Select every line of the records below that contains the string "target", and copy each one.

──────── Entries supplied

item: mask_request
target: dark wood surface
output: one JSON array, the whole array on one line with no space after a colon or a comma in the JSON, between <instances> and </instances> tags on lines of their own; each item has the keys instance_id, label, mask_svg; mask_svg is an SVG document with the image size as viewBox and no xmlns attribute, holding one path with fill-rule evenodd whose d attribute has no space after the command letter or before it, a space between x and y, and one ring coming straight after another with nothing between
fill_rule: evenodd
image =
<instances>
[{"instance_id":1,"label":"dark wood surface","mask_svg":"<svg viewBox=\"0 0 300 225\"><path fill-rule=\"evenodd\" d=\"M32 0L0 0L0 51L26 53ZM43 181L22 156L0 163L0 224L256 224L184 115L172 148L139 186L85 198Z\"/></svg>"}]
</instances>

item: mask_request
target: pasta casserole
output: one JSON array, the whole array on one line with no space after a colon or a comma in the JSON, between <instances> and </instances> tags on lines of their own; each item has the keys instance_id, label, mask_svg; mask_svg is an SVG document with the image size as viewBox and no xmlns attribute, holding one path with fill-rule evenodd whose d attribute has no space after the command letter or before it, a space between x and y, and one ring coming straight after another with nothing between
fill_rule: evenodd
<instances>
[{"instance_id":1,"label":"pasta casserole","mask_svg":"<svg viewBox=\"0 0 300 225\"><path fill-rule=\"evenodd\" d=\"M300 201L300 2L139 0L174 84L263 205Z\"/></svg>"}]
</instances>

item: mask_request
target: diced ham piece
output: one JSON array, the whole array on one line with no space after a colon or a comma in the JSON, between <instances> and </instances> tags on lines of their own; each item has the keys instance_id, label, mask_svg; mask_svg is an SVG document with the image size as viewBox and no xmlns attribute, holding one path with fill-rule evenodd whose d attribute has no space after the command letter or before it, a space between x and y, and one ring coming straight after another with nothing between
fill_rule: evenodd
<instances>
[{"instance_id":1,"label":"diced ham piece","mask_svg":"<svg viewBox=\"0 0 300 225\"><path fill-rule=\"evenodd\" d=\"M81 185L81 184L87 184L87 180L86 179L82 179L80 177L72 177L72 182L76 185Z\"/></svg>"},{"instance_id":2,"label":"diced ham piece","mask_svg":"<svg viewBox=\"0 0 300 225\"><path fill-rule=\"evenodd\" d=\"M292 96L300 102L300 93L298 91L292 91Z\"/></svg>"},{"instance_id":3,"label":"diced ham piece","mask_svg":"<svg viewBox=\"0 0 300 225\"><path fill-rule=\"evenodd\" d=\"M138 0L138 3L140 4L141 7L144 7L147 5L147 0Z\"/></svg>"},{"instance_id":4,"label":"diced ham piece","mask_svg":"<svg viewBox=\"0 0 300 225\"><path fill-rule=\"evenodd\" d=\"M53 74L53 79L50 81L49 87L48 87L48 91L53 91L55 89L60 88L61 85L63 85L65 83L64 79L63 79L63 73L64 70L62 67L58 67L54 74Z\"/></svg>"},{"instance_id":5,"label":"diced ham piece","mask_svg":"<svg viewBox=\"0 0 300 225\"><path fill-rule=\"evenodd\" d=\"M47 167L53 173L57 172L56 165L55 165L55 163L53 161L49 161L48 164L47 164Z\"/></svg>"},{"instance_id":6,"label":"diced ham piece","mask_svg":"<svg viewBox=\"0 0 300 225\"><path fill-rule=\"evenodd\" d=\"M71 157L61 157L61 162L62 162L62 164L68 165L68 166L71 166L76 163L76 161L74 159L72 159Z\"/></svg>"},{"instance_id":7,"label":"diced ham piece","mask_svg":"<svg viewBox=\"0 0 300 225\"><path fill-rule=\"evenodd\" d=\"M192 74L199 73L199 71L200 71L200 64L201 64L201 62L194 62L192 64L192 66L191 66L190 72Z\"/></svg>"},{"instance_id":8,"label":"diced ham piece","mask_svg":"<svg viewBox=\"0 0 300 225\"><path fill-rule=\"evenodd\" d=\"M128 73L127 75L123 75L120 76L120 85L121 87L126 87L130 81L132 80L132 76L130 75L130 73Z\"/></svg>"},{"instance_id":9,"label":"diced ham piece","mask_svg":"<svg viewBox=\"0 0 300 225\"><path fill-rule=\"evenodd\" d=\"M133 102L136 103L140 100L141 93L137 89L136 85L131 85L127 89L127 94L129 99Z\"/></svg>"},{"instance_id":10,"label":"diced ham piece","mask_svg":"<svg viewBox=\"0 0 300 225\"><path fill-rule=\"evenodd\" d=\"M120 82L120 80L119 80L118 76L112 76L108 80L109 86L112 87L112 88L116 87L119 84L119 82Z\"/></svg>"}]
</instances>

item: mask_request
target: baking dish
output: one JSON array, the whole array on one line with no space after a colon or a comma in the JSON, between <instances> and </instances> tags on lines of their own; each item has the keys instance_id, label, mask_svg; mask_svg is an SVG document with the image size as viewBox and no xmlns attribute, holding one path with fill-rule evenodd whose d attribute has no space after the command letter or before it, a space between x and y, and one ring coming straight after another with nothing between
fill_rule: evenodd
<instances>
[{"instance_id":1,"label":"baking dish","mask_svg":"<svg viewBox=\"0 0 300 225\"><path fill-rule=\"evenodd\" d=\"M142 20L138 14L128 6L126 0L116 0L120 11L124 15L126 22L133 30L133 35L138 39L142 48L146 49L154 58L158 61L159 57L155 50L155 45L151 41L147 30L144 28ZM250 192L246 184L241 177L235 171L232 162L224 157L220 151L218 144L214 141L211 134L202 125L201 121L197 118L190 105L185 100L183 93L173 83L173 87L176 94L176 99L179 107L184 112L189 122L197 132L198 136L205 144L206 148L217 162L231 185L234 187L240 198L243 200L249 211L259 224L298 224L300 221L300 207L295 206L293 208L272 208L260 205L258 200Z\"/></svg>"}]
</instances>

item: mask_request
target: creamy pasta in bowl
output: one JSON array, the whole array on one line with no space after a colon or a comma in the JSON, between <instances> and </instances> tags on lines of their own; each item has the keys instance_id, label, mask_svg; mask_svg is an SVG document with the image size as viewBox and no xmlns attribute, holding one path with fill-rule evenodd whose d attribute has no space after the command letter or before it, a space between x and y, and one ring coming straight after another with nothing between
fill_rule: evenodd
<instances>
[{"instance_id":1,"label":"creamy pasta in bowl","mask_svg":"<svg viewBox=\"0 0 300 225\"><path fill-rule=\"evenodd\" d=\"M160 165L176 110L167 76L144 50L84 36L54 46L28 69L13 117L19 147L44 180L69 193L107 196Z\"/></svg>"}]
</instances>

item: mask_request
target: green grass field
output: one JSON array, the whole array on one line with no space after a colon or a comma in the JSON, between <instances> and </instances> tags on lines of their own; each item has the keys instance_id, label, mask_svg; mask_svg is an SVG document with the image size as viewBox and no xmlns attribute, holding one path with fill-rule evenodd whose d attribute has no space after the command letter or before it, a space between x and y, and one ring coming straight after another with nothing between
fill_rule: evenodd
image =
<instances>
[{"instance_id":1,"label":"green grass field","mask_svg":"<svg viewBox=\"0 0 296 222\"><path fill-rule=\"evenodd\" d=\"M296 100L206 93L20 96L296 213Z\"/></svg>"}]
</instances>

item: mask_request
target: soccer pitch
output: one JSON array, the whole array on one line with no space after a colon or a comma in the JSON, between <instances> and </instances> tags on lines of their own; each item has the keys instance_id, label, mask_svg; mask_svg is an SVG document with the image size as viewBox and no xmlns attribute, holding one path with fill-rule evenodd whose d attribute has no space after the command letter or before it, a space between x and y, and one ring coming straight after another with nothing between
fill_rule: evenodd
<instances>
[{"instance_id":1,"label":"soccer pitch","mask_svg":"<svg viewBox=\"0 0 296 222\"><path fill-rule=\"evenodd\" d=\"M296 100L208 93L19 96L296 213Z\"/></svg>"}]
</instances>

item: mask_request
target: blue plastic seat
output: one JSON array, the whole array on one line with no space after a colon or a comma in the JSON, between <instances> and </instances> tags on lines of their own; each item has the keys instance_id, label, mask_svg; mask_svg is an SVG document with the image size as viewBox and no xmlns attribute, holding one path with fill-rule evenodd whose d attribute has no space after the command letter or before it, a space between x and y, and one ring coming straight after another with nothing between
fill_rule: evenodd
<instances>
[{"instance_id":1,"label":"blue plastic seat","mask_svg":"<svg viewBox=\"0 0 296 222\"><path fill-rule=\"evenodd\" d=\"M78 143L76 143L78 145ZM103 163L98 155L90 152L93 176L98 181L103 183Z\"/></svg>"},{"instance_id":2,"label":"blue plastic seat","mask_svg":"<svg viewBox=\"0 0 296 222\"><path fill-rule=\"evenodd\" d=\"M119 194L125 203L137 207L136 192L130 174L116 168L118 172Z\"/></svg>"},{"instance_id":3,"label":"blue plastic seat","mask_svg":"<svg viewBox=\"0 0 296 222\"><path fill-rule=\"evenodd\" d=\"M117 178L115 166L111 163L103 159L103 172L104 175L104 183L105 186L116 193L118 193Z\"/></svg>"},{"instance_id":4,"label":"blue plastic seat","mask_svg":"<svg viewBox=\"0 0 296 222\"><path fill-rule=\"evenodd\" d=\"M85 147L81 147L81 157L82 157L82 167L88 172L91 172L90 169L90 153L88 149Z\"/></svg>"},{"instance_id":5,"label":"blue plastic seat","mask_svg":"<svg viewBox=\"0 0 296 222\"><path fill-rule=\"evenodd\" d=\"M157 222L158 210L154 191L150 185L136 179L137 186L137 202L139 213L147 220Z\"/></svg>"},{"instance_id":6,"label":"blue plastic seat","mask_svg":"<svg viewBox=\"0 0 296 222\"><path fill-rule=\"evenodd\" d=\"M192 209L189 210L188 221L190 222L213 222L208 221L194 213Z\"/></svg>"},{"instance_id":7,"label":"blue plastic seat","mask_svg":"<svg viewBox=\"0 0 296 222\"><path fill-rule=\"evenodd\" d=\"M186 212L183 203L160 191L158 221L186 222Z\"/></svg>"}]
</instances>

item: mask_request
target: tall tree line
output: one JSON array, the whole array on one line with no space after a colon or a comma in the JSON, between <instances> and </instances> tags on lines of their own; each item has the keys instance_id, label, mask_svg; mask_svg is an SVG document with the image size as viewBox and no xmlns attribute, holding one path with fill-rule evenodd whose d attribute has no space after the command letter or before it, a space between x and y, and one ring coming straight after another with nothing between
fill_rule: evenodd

────────────────

_Response to the exercise_
target: dark wood surface
target: pasta casserole
target: diced ham piece
target: baking dish
target: creamy pasta in bowl
target: green grass field
target: soccer pitch
target: blue plastic seat
target: tall tree line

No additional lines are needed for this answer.